━━ RECORDED INFORMATION
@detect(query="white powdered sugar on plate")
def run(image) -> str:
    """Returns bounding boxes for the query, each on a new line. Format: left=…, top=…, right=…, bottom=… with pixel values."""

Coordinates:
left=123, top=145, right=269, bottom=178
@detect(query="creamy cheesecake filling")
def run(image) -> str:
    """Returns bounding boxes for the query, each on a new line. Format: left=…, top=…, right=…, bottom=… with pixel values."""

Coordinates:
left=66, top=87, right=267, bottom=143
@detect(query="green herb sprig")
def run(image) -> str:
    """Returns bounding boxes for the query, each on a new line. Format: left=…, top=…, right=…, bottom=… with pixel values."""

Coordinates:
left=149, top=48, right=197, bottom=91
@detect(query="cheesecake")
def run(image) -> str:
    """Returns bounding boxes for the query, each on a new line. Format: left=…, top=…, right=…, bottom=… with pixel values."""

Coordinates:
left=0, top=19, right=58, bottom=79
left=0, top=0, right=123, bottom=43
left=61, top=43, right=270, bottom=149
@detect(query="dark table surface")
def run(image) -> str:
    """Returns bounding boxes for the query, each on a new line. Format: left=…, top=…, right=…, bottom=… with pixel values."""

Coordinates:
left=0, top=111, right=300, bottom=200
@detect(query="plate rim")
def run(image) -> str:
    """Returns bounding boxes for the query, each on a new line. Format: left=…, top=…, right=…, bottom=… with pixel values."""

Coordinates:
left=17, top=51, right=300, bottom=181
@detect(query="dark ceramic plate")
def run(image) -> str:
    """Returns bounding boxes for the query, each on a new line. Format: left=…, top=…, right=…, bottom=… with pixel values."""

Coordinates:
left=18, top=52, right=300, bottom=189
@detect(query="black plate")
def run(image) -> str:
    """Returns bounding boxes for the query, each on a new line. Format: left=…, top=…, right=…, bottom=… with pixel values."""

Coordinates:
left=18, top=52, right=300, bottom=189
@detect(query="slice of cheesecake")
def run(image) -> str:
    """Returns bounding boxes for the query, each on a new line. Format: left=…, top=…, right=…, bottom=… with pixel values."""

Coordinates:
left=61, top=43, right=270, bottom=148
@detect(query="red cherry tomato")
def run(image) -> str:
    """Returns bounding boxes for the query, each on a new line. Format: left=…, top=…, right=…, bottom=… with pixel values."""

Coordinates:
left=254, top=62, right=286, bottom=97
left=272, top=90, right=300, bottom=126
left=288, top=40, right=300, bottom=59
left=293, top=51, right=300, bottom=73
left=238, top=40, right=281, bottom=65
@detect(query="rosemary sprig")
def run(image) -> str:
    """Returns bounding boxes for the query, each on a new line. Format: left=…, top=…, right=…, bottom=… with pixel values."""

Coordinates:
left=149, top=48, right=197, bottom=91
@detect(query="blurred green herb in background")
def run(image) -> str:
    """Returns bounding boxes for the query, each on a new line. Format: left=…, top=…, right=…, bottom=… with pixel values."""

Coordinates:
━━━━
- TASK DETAILS -
Copy out all the records with "Coordinates" changed to "Boxes found" everywhere it appears, keeping every other word the same.

- TASK OUTPUT -
@detect(query="white powdered sugar on plate")
def run(image) -> str:
    """Returns bounding boxes for the query, each on a new line. Format: left=…, top=…, right=…, bottom=… with pixel values."""

Boxes found:
left=123, top=145, right=269, bottom=178
@detect(query="creamy cheesecake filling")
def run(image) -> str:
    """Returns bounding boxes for the query, each on a new line. Format: left=…, top=…, right=…, bottom=… with pixel values."""

Boxes found:
left=66, top=87, right=267, bottom=143
@detect(query="green herb sprig")
def run(image) -> str:
    """Returns bounding boxes for the query, each on a new line. Format: left=…, top=…, right=…, bottom=… with pixel values."""

Boxes found:
left=149, top=48, right=197, bottom=91
@detect(query="cheesecake")
def run(image) -> str:
    """Returns bounding boxes for the query, each on a new line. Format: left=…, top=…, right=…, bottom=… with pixel values."""

Boxes found:
left=0, top=19, right=58, bottom=79
left=0, top=0, right=123, bottom=43
left=61, top=43, right=270, bottom=149
@detect(query="dark table surface")
def run(image) -> str:
    """Returns bounding boxes for the query, each on a new line. Format: left=…, top=…, right=…, bottom=… with pixel values."""

Boxes found:
left=0, top=111, right=300, bottom=200
@detect(query="plate rim")
def run(image) -> str:
    """Returns bounding boxes for the query, each on a new line. Format: left=…, top=…, right=…, bottom=… with pixel values."""

Boxes found:
left=17, top=51, right=300, bottom=181
@detect(query="dark ceramic plate")
def run(image) -> str:
    """Returns bounding boxes for the query, each on a new line. Format: left=…, top=…, right=…, bottom=… with pixel values."""

Boxes found:
left=18, top=52, right=300, bottom=189
@detect(query="black plate")
def run(image) -> str:
    """Returns bounding boxes for the query, each on a new line. Format: left=…, top=…, right=…, bottom=… with pixel values."""

Boxes found:
left=18, top=52, right=300, bottom=189
@detect(query="slice of cheesecake")
def run(image) -> str:
    """Returns bounding boxes for the query, each on a new line. Format: left=…, top=…, right=…, bottom=… with pixel values."""

Boxes found:
left=61, top=43, right=270, bottom=148
@detect(query="red cherry tomato")
def run(image) -> str:
    """Returns bounding boxes for the query, each on a new line. Format: left=…, top=…, right=…, bottom=… with pixel values."""

Boxes found:
left=254, top=62, right=286, bottom=97
left=272, top=90, right=300, bottom=126
left=288, top=40, right=300, bottom=59
left=293, top=51, right=300, bottom=73
left=238, top=40, right=281, bottom=65
@detect(query="rosemary sprig")
def run(image) -> str:
    """Returns bounding boxes for the query, each on a new line. Format: left=…, top=…, right=…, bottom=… with pixel values."""

Boxes found:
left=149, top=48, right=197, bottom=91
@detect(query="blurred green herb in background")
def run(image) -> str:
    """Returns bounding boxes for the query, each on a new line. Format: left=…, top=…, right=…, bottom=… with pixel values."""

Boxes found:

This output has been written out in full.